Extract
Molecular imaging may lead to earlier diagnosis of childhood respiratory virus

April 18, 2006
Molecular imaging may lead to earlier diagnosis of childhood respiratory virus

An epi-fluorescence microscopy image shows human RSV viral RNA in aggregates, called inclusion bodies, and in filament form, growing in green monkey kidney cells, using molecular-scale probes called molecular beacons molecular beacons. Credit: Image Courtesy of Phil Santangelo

Scientists have used a powerful molecular imaging technique to see inside living cells infected with the most pervasive and potentially fatal childhood respiratory virus known to medicine -- respiratory syncytial virus (RSV). The technique is yielding insight on viruses – such as RSV, human influenza, hepatitis C, West Nile virus and severe acute respiratory syndrome (SARS) -- that replicate with the help of proteins encoded by ribonucleic acid (RNA) inside the cell. Ultimately, the research could to lead to early and rapid detection of viral infection and the design of new antiviral drugs.

Scientists and engineers at the Georgia Institute of Technology and the University of Georgia are studying bovine and human RSV with molecular-scale probes – called molecular beacons – that are engineered oligonucleotides (short sequences of RNA or DNA) shaped like a hairpin with a fluorescent dye molecule on one end and a quencher molecule on the other end. They are designed to fluoresce only when they bind to a complementary target – in this case, RSV genomic RNA.

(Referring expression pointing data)

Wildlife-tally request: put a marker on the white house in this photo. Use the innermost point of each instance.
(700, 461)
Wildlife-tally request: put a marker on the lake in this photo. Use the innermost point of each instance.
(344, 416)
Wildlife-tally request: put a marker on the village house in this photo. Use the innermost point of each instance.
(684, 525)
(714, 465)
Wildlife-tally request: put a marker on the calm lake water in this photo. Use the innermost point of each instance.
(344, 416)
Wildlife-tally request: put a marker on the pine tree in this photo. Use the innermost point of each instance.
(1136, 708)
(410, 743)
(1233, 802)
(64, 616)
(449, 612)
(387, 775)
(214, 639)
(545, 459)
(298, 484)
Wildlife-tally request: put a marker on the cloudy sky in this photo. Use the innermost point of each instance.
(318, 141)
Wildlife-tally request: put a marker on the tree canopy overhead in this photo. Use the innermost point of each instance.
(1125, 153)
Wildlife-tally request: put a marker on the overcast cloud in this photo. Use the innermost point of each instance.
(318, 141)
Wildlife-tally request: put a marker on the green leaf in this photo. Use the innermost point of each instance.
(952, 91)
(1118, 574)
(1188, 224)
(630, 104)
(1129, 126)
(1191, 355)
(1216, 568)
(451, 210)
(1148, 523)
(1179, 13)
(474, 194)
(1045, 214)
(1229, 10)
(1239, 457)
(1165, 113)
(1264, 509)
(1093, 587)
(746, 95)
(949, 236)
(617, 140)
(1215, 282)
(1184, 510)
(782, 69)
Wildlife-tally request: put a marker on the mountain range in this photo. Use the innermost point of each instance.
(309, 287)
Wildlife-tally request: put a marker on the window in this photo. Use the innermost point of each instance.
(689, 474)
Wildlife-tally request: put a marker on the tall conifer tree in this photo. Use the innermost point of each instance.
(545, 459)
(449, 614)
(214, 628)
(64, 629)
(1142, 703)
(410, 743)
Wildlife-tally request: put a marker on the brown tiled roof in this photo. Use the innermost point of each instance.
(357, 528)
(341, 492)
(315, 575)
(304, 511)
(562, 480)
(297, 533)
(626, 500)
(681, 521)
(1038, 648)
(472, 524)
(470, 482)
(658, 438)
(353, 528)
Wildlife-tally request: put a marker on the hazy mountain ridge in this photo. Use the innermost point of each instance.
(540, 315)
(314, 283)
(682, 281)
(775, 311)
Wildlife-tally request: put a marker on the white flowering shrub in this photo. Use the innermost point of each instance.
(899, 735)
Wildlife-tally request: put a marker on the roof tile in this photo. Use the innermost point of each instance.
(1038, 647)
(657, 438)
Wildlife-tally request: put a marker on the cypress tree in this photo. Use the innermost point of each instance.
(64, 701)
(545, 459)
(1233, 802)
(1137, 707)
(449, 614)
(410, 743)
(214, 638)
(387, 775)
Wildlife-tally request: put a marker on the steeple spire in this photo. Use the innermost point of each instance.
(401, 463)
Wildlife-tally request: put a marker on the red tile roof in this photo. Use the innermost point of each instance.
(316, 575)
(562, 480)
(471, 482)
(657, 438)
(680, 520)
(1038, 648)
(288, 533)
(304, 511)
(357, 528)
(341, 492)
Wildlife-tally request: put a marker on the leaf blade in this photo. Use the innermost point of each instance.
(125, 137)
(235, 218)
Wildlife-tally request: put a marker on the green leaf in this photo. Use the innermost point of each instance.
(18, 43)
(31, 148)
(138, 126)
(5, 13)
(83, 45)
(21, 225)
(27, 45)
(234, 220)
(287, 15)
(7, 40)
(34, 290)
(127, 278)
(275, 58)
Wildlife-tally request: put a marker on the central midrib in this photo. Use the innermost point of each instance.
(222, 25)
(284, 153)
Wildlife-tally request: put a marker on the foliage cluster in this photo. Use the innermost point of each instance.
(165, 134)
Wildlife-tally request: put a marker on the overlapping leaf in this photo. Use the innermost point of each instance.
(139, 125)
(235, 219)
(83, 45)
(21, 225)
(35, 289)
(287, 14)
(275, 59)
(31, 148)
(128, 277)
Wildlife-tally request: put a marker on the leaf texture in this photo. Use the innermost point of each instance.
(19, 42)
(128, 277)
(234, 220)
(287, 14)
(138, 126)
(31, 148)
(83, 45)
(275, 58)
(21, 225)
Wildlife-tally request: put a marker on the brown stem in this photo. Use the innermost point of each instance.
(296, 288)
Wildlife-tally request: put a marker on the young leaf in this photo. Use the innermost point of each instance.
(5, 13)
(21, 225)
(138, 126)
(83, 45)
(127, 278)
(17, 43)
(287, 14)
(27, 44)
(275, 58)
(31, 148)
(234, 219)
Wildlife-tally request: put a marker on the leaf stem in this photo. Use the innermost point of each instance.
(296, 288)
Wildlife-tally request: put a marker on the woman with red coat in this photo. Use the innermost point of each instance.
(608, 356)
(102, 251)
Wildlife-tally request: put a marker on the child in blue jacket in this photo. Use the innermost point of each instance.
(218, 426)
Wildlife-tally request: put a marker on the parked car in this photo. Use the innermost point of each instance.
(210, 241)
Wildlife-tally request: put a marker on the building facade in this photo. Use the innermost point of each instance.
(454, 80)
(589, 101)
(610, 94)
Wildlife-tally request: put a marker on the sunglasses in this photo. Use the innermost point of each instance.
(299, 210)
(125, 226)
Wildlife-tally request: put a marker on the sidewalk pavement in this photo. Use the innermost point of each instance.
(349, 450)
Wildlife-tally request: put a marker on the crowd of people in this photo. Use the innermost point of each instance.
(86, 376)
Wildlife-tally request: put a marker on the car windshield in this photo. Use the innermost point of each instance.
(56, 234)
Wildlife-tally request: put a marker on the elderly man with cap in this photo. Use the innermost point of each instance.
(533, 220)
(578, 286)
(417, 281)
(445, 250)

Exercise tasks
1. From the RSV imaging article above, reproduce everything from "Scientists have used" down to "new antiviral drugs.".
2. In the RSV imaging article, which two institutions' scientists and engineers are studying bovine and human RSV with molecular beacons?

Exercise solutions
1.
Scientists have used a powerful molecular imaging technique to see inside living cells infected with the most pervasive and potentially fatal childhood respiratory virus known to medicine -- respiratory syncytial virus (RSV). The technique is yielding insight on viruses – such as RSV, human influenza, hepatitis C, West Nile virus and severe acute respiratory syndrome (SARS) -- that replicate with the help of proteins encoded by ribonucleic acid (RNA) inside the cell. Ultimately, the research could to lead to early and rapid detection of viral infection and the design of new antiviral drugs.

2. The Georgia Institute of Technology and the University of Georgia.